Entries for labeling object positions
┌────────
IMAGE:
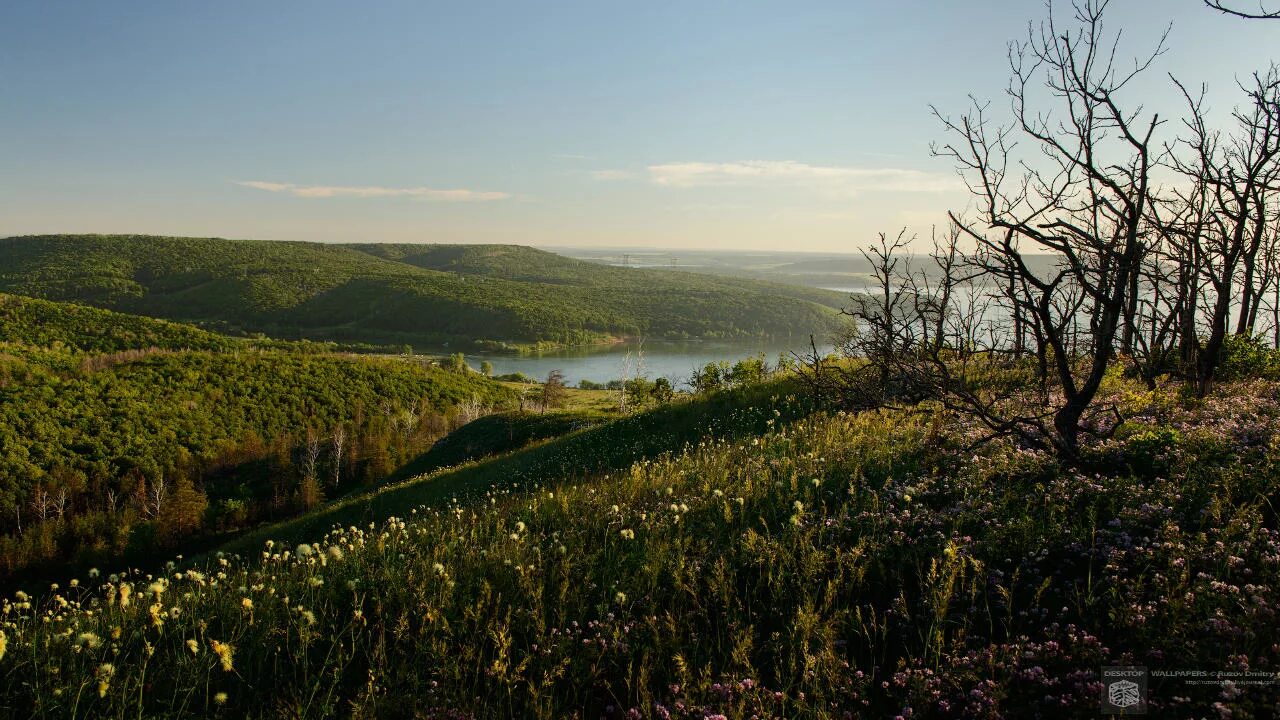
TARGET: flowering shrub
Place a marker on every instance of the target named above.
(833, 566)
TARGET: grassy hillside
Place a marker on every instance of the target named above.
(421, 295)
(119, 433)
(827, 566)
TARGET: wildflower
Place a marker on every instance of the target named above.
(104, 678)
(225, 652)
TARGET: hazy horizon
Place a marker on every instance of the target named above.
(709, 127)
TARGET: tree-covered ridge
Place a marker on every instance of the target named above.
(41, 323)
(428, 295)
(114, 434)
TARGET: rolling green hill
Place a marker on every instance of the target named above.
(41, 323)
(120, 433)
(401, 294)
(778, 564)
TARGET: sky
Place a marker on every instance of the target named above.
(737, 124)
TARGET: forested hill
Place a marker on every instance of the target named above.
(120, 434)
(41, 323)
(401, 294)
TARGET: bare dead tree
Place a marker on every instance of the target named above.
(311, 455)
(1082, 196)
(339, 447)
(1261, 13)
(159, 492)
(59, 502)
(40, 504)
(1228, 215)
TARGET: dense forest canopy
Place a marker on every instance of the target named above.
(402, 294)
(117, 431)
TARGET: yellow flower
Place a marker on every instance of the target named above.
(104, 678)
(224, 652)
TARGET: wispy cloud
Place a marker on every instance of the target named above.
(612, 174)
(790, 173)
(375, 191)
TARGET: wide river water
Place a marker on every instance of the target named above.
(672, 360)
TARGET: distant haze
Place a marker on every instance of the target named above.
(657, 124)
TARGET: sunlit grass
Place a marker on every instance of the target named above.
(832, 565)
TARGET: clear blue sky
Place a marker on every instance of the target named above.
(790, 126)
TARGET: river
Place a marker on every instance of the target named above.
(600, 364)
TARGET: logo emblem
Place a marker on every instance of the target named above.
(1124, 689)
(1124, 693)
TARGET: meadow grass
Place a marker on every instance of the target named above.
(816, 565)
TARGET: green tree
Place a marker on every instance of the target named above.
(457, 363)
(183, 511)
(553, 390)
(662, 390)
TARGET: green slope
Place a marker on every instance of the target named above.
(424, 295)
(41, 323)
(100, 410)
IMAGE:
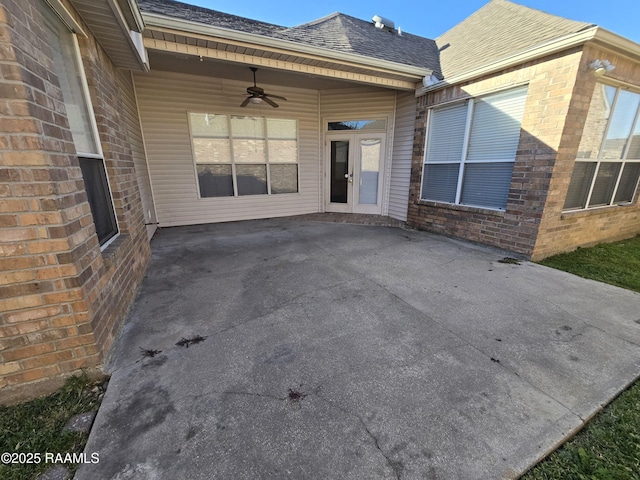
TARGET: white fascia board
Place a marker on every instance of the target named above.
(618, 43)
(557, 45)
(66, 17)
(137, 47)
(186, 26)
(132, 8)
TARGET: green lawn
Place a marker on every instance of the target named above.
(608, 448)
(615, 263)
(37, 426)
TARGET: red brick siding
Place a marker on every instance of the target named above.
(61, 298)
(551, 81)
(561, 232)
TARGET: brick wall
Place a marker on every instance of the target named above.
(551, 82)
(561, 232)
(61, 298)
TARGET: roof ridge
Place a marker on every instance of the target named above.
(317, 20)
(516, 6)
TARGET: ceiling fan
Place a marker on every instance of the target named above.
(257, 95)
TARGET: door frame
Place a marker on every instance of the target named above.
(354, 159)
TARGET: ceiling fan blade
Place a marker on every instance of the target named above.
(269, 101)
(275, 96)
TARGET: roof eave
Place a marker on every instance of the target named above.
(617, 43)
(125, 26)
(548, 48)
(187, 26)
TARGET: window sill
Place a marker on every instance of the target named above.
(463, 208)
(594, 211)
(259, 195)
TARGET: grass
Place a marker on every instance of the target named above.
(37, 426)
(608, 448)
(614, 263)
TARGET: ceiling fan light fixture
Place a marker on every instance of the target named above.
(257, 95)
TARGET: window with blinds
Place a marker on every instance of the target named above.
(242, 155)
(471, 148)
(608, 164)
(68, 68)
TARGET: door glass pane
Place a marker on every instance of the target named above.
(606, 179)
(339, 168)
(370, 150)
(251, 179)
(215, 180)
(359, 125)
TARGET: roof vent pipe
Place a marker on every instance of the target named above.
(383, 23)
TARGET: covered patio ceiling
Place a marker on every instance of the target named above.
(233, 51)
(208, 67)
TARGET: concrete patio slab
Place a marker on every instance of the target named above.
(335, 351)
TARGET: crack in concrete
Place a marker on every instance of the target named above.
(393, 465)
(535, 387)
(597, 327)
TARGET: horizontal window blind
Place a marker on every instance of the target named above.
(446, 134)
(495, 127)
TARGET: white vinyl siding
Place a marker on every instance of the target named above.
(165, 99)
(134, 134)
(363, 103)
(471, 149)
(402, 153)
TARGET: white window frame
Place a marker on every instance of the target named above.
(74, 29)
(233, 160)
(465, 149)
(623, 161)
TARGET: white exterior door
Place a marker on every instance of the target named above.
(354, 168)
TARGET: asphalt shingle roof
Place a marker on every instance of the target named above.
(338, 32)
(499, 30)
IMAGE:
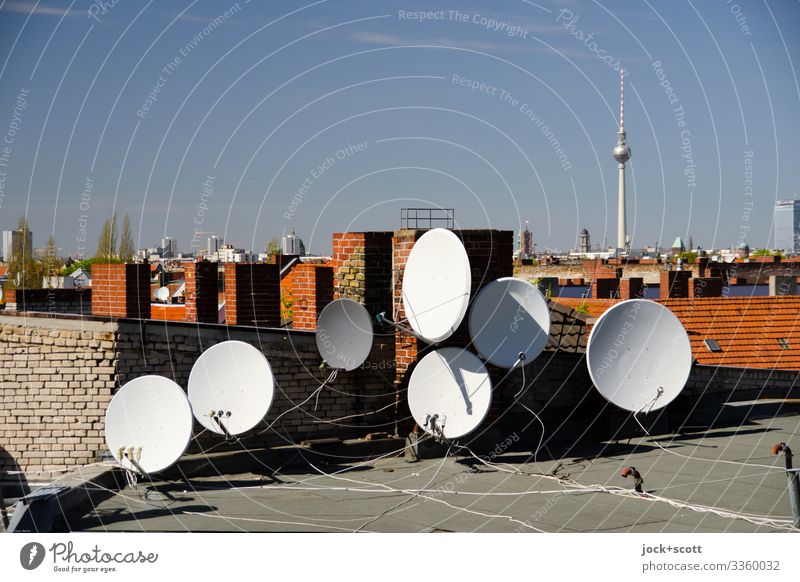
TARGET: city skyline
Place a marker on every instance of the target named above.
(332, 117)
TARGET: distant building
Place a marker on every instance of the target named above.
(525, 243)
(584, 242)
(228, 254)
(787, 226)
(293, 245)
(214, 244)
(12, 240)
(169, 248)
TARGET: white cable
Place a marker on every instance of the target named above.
(653, 440)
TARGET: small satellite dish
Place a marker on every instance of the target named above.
(231, 388)
(509, 318)
(450, 392)
(639, 355)
(148, 424)
(344, 334)
(436, 285)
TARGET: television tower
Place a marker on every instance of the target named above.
(622, 153)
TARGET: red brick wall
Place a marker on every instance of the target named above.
(605, 288)
(121, 290)
(674, 284)
(632, 288)
(164, 312)
(311, 288)
(705, 287)
(252, 294)
(362, 263)
(200, 296)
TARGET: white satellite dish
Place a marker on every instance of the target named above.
(148, 424)
(639, 355)
(509, 318)
(344, 334)
(436, 285)
(231, 387)
(450, 392)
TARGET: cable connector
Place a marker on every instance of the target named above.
(638, 480)
(787, 453)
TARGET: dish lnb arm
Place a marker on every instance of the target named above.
(382, 319)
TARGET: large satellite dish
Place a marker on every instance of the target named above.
(639, 355)
(231, 387)
(344, 334)
(450, 392)
(509, 322)
(436, 285)
(148, 424)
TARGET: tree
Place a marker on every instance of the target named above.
(23, 271)
(50, 260)
(127, 250)
(107, 242)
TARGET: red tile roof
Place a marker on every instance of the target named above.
(747, 329)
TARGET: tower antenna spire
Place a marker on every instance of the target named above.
(622, 153)
(622, 99)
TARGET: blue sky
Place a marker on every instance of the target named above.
(333, 115)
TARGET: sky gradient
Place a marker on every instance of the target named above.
(247, 119)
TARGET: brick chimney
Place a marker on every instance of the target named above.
(201, 296)
(252, 294)
(121, 290)
(311, 287)
(674, 284)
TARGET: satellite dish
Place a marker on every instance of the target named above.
(639, 355)
(436, 285)
(231, 387)
(509, 317)
(148, 424)
(344, 334)
(450, 392)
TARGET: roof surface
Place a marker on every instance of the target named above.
(747, 329)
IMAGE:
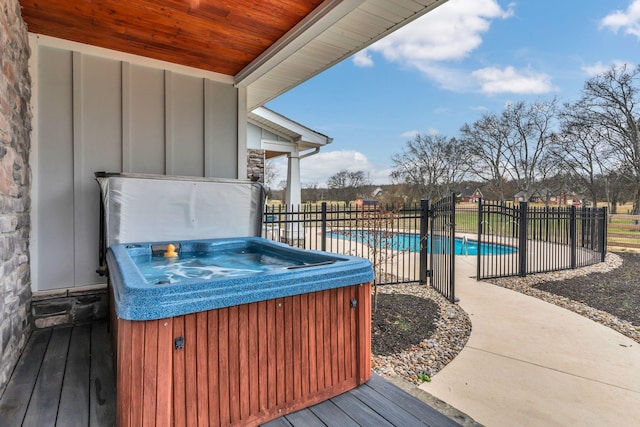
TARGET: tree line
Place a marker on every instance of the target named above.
(591, 147)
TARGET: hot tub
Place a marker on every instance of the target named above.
(235, 331)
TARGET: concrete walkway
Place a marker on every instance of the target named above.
(531, 363)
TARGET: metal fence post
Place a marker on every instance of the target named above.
(603, 234)
(323, 240)
(478, 257)
(424, 235)
(522, 238)
(572, 237)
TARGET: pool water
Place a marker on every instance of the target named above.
(411, 242)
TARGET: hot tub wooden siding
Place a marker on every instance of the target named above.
(246, 364)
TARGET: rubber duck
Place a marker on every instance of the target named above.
(171, 251)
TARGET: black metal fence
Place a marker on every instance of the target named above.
(442, 243)
(389, 237)
(519, 240)
(511, 240)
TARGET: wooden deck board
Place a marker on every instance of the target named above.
(102, 402)
(16, 397)
(36, 387)
(64, 377)
(332, 415)
(43, 406)
(74, 399)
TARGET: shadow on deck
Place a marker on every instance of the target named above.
(65, 377)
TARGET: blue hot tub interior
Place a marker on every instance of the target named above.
(217, 273)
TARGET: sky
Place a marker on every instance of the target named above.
(447, 68)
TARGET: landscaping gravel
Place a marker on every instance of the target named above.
(416, 332)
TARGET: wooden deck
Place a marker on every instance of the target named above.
(65, 378)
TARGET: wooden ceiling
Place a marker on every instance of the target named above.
(222, 36)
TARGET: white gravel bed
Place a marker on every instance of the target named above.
(424, 360)
(420, 362)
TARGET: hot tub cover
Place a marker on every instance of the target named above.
(143, 208)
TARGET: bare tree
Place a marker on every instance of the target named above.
(578, 150)
(347, 184)
(431, 166)
(609, 105)
(530, 133)
(487, 140)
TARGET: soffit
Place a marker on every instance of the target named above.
(267, 46)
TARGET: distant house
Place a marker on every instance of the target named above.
(470, 196)
(377, 192)
(366, 204)
(552, 198)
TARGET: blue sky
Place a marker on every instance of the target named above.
(465, 58)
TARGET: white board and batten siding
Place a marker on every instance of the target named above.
(96, 112)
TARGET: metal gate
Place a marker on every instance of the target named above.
(441, 241)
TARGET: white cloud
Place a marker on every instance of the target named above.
(628, 20)
(449, 32)
(599, 68)
(410, 134)
(318, 168)
(363, 59)
(493, 80)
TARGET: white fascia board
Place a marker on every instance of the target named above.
(314, 24)
(306, 134)
(279, 146)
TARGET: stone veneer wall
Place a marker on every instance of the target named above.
(15, 186)
(255, 164)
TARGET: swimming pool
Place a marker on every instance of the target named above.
(411, 242)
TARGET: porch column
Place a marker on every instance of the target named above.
(293, 191)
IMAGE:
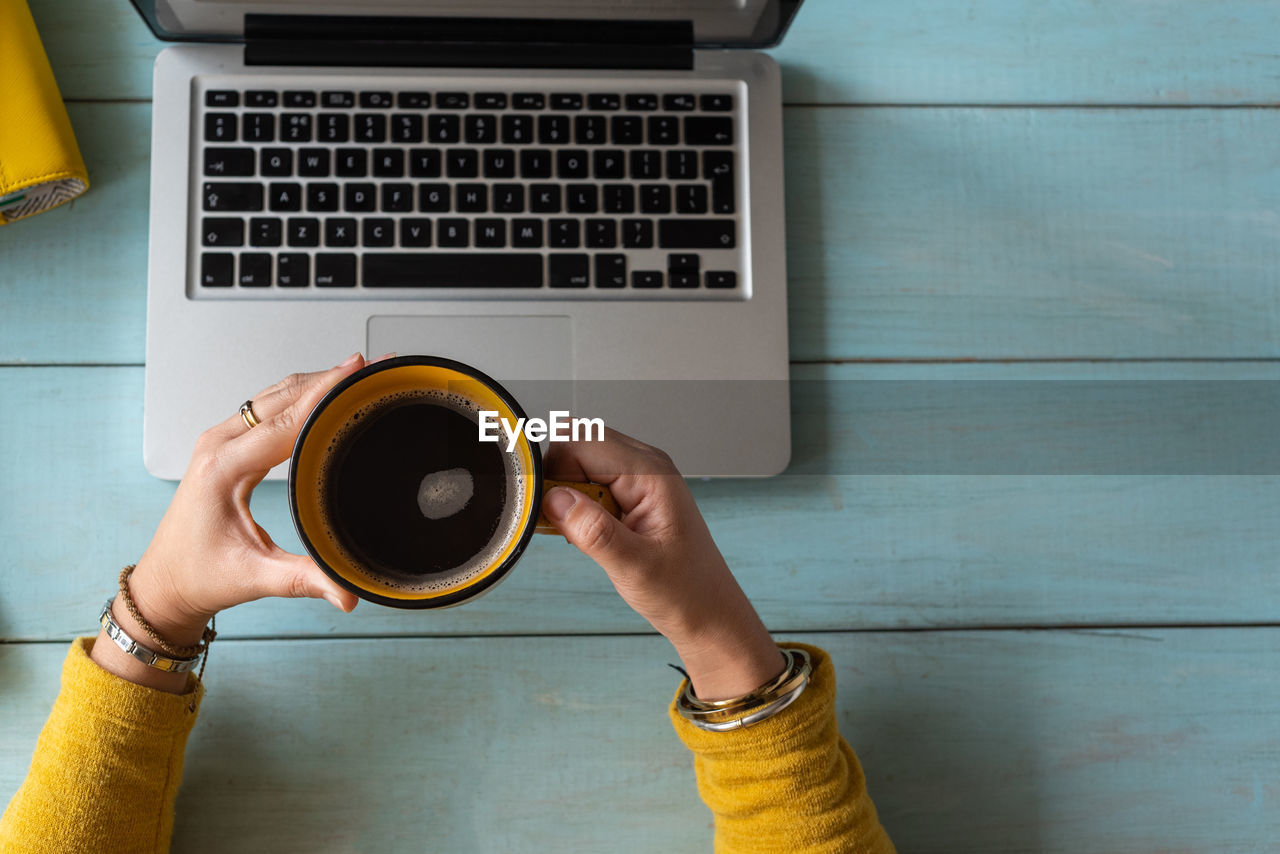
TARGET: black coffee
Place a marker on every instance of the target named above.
(415, 497)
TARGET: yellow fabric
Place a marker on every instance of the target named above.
(106, 766)
(39, 156)
(790, 784)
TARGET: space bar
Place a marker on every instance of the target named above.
(452, 270)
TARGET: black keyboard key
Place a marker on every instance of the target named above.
(492, 233)
(602, 233)
(452, 232)
(370, 127)
(433, 199)
(222, 97)
(222, 231)
(231, 196)
(526, 233)
(568, 270)
(581, 199)
(300, 99)
(265, 231)
(378, 232)
(611, 270)
(293, 270)
(690, 199)
(535, 163)
(219, 127)
(424, 163)
(461, 163)
(321, 197)
(638, 233)
(708, 129)
(314, 163)
(452, 100)
(414, 100)
(229, 163)
(481, 129)
(255, 270)
(508, 199)
(375, 100)
(286, 197)
(563, 233)
(339, 232)
(654, 199)
(216, 269)
(302, 231)
(620, 199)
(449, 270)
(589, 129)
(415, 233)
(333, 127)
(517, 129)
(275, 163)
(259, 127)
(499, 163)
(626, 129)
(696, 233)
(544, 199)
(571, 163)
(336, 270)
(472, 199)
(352, 163)
(388, 163)
(397, 199)
(406, 128)
(359, 197)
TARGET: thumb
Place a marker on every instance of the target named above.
(593, 530)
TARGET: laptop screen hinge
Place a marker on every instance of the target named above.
(467, 42)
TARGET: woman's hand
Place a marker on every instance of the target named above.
(209, 553)
(662, 561)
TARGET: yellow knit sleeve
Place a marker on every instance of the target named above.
(106, 766)
(790, 784)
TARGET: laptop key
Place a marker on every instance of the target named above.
(216, 269)
(334, 270)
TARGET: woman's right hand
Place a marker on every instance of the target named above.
(663, 561)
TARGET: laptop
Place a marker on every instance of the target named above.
(581, 199)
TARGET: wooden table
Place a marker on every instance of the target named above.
(1041, 644)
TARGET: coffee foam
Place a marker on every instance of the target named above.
(508, 526)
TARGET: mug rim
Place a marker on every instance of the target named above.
(521, 542)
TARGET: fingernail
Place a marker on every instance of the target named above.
(560, 501)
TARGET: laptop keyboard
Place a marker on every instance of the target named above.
(446, 192)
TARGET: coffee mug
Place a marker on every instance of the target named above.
(396, 497)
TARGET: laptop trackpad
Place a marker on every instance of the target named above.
(531, 356)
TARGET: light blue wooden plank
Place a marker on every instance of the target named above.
(973, 741)
(818, 551)
(878, 51)
(912, 233)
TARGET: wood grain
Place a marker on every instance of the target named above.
(990, 743)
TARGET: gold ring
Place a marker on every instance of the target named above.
(247, 415)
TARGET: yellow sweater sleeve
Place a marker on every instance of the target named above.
(106, 766)
(790, 784)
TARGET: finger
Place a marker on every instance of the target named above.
(593, 530)
(255, 452)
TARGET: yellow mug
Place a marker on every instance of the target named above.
(398, 499)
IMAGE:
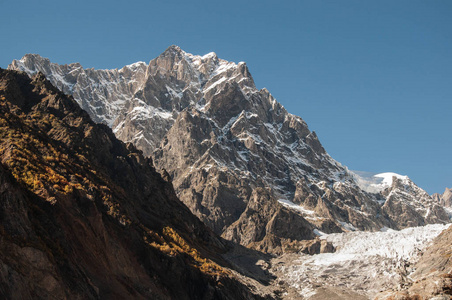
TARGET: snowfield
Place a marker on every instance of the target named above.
(364, 262)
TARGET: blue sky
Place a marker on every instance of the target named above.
(372, 78)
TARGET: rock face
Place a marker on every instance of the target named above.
(237, 158)
(85, 216)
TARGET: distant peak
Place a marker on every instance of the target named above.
(174, 50)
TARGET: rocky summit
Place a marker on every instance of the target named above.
(250, 170)
(86, 216)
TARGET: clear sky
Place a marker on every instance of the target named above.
(372, 78)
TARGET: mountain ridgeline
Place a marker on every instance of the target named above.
(250, 170)
(86, 216)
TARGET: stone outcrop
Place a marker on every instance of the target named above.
(85, 216)
(432, 278)
(220, 139)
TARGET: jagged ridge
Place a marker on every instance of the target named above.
(221, 140)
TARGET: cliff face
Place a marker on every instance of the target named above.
(236, 157)
(85, 216)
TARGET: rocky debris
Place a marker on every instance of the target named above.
(362, 265)
(311, 247)
(84, 215)
(219, 139)
(432, 278)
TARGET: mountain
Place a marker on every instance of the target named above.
(250, 170)
(432, 276)
(85, 216)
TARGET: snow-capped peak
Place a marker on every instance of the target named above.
(375, 183)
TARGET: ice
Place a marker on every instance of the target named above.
(365, 262)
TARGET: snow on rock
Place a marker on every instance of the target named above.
(375, 183)
(365, 262)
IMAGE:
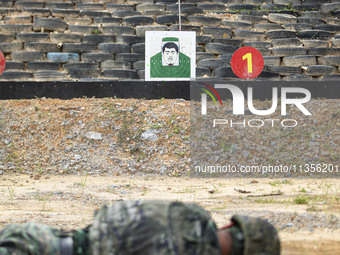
└────────
Please pick out each line in the records that contains the word "laptop" and copy those lines.

TARGET: laptop screen hinge
TARGET: laptop key
TARGET: laptop
TARGET: laptop keyboard
TARGET: laptop trackpad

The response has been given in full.